# [Text shown]
· · · · ·

The book of hours is a Christian devotional book used to pray the canonical hours. The use of a book of hours was especially popular in the Middle Ages and as a result, they are the most common type of surviving medieval illuminated manuscript. Like every manuscript, each manuscript book of hours is unique in one way or another, but most contain a similar collection of texts, prayers and psalms, often with appropriate decorations, for Christian devotion. Illumination or decoration is minimal in many examples, often restricted to decorated capital letters at the start of psalms and other prayers, but books made for wealthy patrons may be extremely lavish, with full-page miniatures. These illustrations would combine picturesque scenes of country life with sacred images. Books of hours were usually written in Latin (the Latin name for them is horae), although there are many entirely or partially written in vernacular European languages, especially Dutch. The closely related primer is occasionally considered synonymous with books of hours, but their contents and purposes could deviate significantly from simply recitation of the canonical hours. Tens of thousands of books of hours have survived to the present day, in libraries and private collections throughout the world.

The typical book of hours is an abbreviated form of the breviary, which contains the Divine Office recited in monasteries. It was developed for lay people who wished to incorporate elements of monasticism into their devotional life. Reciting the hours typically centered upon the reading of a number of psalms and other prayers. 

A typical book of hours contains the Calendar of Church feasts, extracts from the Four Gospels, the Mass readings for major feasts, the Little Office of the Blessed Virgin Mary, the fifteen Psalms of Degrees, the seven Penitential Psalms, a Litany of Saints, an  Office for the Dead and the Hours of the Cross. Most 15th-century books of hours have these basic contents. The Marian prayers Obsecro te ("I beseech thee") and O Intemerata ("O undefiled one") were frequently added, as were devotions for use at Mass, and meditations on the Passion of Christ, among other optional texts. Such books of hours continue to be used by many Christians today, such as the Catholic “Key of Heaven” prayer books, the Agpeya of Coptic Christianity or The Brotherhood Prayer Book of Lutheranism.

· · · · ·

# [Items]
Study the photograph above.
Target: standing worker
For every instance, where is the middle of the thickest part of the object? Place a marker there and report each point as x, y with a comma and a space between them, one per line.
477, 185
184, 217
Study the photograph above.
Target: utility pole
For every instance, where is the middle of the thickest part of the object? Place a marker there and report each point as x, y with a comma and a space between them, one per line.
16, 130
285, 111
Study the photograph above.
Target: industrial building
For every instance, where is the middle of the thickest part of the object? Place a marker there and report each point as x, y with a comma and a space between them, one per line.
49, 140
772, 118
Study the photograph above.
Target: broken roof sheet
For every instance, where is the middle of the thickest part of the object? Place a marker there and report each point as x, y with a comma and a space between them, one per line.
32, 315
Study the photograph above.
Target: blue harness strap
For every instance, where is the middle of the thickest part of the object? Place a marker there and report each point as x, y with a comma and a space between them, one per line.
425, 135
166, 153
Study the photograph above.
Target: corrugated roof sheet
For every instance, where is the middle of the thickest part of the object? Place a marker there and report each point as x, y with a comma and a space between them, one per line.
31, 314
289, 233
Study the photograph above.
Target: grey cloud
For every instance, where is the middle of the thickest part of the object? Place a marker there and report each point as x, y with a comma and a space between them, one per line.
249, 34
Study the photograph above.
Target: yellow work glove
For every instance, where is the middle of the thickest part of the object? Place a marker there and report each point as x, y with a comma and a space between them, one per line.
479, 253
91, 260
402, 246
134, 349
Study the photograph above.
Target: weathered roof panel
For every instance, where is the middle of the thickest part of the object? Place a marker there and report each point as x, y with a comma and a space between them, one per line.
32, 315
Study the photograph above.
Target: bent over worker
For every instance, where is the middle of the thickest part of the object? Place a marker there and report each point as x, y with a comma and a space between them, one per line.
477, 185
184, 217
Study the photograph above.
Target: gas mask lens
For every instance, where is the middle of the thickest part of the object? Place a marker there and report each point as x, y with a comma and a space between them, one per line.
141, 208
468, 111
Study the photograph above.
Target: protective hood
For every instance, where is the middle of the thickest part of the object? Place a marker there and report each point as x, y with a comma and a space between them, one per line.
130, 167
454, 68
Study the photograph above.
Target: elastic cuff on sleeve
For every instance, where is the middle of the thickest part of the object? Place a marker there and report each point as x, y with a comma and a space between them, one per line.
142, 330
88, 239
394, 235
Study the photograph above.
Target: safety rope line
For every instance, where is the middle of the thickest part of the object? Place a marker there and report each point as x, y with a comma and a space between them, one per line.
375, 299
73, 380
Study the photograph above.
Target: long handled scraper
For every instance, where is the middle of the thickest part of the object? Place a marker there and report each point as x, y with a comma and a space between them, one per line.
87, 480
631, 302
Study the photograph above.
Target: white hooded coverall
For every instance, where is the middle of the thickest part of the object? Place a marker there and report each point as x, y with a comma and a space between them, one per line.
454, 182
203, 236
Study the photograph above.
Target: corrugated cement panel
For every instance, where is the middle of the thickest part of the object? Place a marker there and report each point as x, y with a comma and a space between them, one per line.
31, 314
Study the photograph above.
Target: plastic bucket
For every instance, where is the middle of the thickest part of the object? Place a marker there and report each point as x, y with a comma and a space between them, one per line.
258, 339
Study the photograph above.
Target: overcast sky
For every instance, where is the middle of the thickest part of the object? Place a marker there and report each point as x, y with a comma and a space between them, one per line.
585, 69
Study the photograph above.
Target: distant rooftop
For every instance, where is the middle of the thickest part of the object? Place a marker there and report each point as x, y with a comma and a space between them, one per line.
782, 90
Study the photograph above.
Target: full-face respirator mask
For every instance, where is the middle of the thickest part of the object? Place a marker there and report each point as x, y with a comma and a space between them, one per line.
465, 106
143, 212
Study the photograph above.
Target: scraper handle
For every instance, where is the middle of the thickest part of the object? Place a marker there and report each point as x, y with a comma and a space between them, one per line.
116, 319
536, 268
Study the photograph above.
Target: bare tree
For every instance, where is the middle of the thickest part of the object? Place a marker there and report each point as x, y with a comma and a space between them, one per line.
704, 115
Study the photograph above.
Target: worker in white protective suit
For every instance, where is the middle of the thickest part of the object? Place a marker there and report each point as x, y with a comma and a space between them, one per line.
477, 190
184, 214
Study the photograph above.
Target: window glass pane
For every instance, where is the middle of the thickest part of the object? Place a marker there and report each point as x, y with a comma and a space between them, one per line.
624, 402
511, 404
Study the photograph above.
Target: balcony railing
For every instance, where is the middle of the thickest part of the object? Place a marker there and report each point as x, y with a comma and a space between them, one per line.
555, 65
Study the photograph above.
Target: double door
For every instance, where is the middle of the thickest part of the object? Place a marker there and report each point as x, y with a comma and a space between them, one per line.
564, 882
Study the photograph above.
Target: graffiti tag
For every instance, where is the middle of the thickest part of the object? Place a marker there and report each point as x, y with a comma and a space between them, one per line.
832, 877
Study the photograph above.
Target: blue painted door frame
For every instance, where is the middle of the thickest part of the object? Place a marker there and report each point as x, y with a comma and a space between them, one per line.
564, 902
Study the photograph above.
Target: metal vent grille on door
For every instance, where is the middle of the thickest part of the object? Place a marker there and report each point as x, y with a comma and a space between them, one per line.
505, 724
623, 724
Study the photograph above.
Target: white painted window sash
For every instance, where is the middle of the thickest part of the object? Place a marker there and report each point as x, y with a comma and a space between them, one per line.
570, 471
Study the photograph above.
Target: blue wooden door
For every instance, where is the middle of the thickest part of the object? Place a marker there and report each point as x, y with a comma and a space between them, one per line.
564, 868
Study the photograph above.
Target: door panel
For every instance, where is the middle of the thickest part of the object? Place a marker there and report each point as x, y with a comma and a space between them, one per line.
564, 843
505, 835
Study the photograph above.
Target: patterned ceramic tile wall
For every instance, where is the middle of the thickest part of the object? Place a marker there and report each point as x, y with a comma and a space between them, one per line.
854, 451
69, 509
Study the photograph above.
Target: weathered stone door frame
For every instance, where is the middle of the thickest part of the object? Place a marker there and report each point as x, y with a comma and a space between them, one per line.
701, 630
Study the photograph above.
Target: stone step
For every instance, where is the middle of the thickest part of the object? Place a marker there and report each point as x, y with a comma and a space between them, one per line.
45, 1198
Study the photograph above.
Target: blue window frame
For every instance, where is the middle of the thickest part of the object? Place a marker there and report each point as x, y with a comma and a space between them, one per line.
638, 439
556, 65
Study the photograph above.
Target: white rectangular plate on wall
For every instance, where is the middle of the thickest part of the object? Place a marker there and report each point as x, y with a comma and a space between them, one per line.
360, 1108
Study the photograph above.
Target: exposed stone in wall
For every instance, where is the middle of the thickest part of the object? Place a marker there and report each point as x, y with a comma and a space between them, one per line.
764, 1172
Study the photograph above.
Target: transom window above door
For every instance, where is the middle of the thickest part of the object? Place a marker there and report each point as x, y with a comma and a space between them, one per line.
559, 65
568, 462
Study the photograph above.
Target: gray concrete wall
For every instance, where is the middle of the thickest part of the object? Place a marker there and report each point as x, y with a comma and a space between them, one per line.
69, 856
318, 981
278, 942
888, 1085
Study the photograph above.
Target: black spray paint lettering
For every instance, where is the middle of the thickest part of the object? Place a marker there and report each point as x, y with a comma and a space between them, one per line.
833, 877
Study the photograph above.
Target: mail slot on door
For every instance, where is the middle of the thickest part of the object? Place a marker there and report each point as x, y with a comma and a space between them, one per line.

· · · · ·

# [Written instruction 1]
In the passage on books of hours, which vernacular European language is named as especially common among books not written in Latin?
# [Written instruction 2]
Pick out every line of the records that contains the word "worker", counting only matches with the same case.
The passage on books of hours and the records are unrelated material.

# [Worked answer 1]
Dutch.

# [Worked answer 2]
Target: standing worker
Target: bent over worker
Target: worker in white protective suit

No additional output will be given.